**PROMPT**
Print, please, the line that contains "[trace] foggy mountain" and each line after it to the end of the entries, unchanged and with nothing else.

**INFORMATION GIVEN**

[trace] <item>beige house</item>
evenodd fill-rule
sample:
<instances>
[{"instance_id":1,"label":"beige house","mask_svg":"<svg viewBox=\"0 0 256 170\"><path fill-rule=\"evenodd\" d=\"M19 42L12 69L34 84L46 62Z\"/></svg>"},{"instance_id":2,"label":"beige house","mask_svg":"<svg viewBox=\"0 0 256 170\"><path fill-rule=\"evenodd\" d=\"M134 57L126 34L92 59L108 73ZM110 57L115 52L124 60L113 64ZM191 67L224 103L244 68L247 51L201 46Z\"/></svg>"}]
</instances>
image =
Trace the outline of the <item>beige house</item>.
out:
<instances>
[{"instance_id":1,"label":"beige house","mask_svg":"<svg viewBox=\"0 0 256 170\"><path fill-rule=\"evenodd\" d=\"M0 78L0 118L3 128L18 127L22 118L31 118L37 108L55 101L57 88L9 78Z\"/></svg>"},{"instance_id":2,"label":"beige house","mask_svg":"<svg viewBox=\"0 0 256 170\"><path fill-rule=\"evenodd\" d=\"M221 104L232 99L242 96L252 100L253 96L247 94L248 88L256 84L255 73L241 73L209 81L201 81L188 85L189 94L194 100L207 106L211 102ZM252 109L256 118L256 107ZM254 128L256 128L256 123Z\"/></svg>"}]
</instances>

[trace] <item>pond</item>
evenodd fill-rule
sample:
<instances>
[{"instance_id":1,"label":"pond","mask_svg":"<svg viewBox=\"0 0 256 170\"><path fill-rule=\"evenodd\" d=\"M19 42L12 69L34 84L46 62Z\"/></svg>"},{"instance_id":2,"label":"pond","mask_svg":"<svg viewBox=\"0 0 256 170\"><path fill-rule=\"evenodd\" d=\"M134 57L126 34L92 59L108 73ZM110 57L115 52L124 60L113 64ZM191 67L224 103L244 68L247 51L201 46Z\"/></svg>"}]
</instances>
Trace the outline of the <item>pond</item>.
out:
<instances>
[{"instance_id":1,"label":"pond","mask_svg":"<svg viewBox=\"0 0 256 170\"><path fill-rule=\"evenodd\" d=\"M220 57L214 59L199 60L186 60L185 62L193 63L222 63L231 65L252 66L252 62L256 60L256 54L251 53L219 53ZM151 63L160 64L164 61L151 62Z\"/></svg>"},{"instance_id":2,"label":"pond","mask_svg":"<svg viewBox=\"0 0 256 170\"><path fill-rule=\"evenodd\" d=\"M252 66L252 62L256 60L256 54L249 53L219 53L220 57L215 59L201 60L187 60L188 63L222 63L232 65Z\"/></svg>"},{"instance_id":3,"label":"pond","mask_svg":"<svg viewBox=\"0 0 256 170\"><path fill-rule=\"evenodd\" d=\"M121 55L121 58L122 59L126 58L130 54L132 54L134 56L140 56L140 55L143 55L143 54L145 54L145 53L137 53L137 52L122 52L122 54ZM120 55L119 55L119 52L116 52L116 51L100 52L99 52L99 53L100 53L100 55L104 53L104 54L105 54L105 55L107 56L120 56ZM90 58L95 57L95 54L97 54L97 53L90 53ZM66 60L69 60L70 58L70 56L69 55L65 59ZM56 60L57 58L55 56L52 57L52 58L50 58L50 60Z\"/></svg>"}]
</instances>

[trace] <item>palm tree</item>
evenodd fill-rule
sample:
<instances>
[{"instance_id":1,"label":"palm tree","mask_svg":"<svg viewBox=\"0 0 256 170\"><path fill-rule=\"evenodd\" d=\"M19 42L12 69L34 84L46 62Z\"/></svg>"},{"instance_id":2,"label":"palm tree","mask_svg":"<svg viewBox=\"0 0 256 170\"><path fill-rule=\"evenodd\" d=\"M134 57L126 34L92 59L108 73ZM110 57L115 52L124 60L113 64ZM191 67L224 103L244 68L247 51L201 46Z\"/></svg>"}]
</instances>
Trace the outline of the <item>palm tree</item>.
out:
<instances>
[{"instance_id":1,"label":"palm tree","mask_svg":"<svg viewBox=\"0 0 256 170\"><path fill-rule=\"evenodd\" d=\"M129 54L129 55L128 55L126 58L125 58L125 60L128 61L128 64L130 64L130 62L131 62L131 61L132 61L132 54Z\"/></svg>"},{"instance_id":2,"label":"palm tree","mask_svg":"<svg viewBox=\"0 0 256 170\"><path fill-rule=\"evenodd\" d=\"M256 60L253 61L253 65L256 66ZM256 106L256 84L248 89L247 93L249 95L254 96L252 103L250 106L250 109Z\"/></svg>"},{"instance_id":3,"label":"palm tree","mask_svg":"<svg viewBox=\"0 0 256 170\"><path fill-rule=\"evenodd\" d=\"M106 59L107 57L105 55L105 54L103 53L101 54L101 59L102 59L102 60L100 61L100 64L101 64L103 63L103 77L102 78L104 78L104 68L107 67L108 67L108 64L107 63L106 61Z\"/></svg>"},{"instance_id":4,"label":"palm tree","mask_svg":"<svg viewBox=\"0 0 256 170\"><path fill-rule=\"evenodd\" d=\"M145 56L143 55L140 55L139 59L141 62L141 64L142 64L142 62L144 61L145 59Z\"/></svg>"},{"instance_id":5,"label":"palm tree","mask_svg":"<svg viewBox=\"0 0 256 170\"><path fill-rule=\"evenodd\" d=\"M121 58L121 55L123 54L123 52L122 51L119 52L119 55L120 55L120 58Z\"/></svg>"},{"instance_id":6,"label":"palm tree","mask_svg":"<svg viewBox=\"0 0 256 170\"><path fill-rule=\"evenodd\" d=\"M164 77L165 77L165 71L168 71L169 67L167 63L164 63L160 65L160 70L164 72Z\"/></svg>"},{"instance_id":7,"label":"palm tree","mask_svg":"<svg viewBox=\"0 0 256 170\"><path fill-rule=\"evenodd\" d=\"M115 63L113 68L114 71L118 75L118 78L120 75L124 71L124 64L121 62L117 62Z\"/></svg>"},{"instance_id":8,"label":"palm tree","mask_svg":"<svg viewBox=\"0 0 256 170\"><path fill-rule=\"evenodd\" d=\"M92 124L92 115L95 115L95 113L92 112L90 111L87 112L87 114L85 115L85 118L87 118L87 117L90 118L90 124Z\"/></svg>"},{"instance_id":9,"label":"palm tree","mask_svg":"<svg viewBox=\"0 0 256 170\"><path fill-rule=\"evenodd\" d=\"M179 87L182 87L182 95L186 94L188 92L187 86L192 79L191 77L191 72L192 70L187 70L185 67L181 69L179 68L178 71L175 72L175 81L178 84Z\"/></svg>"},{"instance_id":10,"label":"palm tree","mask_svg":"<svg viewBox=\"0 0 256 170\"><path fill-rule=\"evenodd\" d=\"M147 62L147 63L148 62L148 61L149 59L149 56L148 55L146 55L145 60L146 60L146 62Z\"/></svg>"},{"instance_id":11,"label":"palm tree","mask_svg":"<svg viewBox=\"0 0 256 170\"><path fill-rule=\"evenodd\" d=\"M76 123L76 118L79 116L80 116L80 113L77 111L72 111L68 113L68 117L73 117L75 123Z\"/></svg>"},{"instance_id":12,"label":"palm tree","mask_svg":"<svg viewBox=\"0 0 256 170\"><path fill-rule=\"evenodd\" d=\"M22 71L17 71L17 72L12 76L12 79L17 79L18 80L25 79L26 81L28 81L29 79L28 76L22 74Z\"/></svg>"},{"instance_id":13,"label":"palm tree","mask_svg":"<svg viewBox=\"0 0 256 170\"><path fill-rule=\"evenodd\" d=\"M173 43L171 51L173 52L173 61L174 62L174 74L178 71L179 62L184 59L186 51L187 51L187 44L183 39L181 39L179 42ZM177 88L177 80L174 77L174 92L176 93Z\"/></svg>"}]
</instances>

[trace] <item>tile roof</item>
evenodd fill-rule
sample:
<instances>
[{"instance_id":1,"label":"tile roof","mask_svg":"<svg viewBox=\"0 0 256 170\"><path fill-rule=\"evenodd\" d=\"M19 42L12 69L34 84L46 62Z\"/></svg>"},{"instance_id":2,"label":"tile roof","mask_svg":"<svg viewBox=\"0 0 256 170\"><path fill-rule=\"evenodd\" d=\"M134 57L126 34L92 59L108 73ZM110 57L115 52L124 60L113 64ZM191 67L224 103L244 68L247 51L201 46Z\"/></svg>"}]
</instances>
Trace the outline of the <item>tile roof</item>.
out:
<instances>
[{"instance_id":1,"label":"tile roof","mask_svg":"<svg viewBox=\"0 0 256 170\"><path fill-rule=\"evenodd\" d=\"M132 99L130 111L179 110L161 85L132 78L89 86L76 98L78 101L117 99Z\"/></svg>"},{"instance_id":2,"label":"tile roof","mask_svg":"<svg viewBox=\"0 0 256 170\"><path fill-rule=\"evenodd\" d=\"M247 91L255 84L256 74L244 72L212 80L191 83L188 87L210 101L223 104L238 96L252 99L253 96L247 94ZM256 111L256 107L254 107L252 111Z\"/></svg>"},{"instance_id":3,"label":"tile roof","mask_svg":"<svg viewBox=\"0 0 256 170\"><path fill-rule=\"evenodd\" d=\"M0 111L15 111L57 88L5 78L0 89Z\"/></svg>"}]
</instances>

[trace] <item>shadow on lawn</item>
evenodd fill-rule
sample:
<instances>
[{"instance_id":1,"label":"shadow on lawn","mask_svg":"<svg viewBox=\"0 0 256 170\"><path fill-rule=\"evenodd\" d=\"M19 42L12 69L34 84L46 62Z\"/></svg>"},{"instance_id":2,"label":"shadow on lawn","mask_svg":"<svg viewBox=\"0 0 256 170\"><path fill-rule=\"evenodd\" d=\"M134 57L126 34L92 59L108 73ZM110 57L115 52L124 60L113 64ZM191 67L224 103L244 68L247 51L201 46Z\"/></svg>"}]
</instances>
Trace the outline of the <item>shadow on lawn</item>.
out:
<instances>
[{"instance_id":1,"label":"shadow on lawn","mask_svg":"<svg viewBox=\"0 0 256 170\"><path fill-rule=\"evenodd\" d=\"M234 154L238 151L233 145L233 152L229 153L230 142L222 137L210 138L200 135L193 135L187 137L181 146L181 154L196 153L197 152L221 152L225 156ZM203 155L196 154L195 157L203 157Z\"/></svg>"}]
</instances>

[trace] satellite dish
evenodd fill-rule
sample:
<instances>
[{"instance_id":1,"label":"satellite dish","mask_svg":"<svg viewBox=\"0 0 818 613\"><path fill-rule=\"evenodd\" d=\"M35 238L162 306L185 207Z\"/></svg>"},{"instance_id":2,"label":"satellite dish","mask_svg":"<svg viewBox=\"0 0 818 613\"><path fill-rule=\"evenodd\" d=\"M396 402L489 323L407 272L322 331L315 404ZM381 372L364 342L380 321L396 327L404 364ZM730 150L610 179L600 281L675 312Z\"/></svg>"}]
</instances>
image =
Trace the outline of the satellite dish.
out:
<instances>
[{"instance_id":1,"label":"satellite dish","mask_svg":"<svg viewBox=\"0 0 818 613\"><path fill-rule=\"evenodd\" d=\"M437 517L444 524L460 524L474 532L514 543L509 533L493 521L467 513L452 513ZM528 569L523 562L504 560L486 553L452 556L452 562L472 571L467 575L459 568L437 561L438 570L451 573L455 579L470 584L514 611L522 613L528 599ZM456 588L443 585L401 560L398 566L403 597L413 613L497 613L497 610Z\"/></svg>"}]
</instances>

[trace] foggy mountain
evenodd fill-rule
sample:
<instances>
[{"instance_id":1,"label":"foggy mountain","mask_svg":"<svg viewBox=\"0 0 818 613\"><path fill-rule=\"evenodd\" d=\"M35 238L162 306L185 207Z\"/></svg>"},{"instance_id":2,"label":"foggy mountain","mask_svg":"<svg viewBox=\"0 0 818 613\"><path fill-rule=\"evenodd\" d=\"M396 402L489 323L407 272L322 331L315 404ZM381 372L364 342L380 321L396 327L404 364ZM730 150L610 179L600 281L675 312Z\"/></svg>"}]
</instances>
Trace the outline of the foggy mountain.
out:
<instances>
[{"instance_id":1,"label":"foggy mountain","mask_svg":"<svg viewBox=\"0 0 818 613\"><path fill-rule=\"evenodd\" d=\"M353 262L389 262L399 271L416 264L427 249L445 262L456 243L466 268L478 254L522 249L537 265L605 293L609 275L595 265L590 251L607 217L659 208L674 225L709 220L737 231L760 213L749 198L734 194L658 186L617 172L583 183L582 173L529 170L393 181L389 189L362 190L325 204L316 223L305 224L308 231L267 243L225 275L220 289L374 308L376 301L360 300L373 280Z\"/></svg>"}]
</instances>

**EXERCISE ANSWER**
[trace] foggy mountain
evenodd fill-rule
sample:
<instances>
[{"instance_id":1,"label":"foggy mountain","mask_svg":"<svg viewBox=\"0 0 818 613\"><path fill-rule=\"evenodd\" d=\"M35 238L162 306L185 207Z\"/></svg>"},{"instance_id":2,"label":"foggy mountain","mask_svg":"<svg viewBox=\"0 0 818 613\"><path fill-rule=\"evenodd\" d=\"M396 402L489 323L407 272L322 331L315 404ZM381 372L364 342L380 321L396 327L404 364ZM730 150L610 179L600 281L675 312Z\"/></svg>"}]
</instances>
Trace the outline of the foggy mountain.
out:
<instances>
[{"instance_id":1,"label":"foggy mountain","mask_svg":"<svg viewBox=\"0 0 818 613\"><path fill-rule=\"evenodd\" d=\"M353 262L389 262L399 271L416 264L427 249L445 262L456 243L466 268L478 254L522 249L537 265L605 293L609 275L595 265L590 251L607 217L659 208L674 225L709 220L737 231L760 213L749 198L734 194L658 186L617 172L583 183L582 173L529 170L393 181L389 189L362 190L325 204L316 223L305 224L308 231L267 243L225 275L220 289L374 308L376 301L360 300L373 280Z\"/></svg>"}]
</instances>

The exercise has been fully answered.